_What the exercise asks_
Each record is to be transcribed exactly.
────────────────
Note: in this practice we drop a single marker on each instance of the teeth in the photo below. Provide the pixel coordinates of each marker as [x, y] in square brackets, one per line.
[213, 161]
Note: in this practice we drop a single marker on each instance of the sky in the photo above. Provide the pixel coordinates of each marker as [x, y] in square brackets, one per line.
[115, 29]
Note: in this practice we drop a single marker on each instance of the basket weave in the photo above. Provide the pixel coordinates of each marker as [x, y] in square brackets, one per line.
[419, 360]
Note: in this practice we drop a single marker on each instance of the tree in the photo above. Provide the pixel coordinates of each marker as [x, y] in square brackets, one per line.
────────────────
_Exercise output_
Note: in this practice we drop a single marker on each instance of the teeth in the photo below. Provide the pixel coordinates of each marker as [x, y] in square brackets, one per line.
[213, 161]
Note: in this practice we drop a single marker on each instance of the sky in the photo above. Provide the pixel coordinates of each marker as [x, y] in square brackets, one per line.
[115, 29]
Note: in this practice we drop a single marker on each instance of the basket weave in the photo above. Provide the pixel coordinates of each marker as [x, y] in square brackets, one per line.
[419, 360]
Note: in this practice we drop a single marker on each instance of the tree in the photo above. Provide the pixel coordinates of each marker as [x, y] in square brackets, one per line.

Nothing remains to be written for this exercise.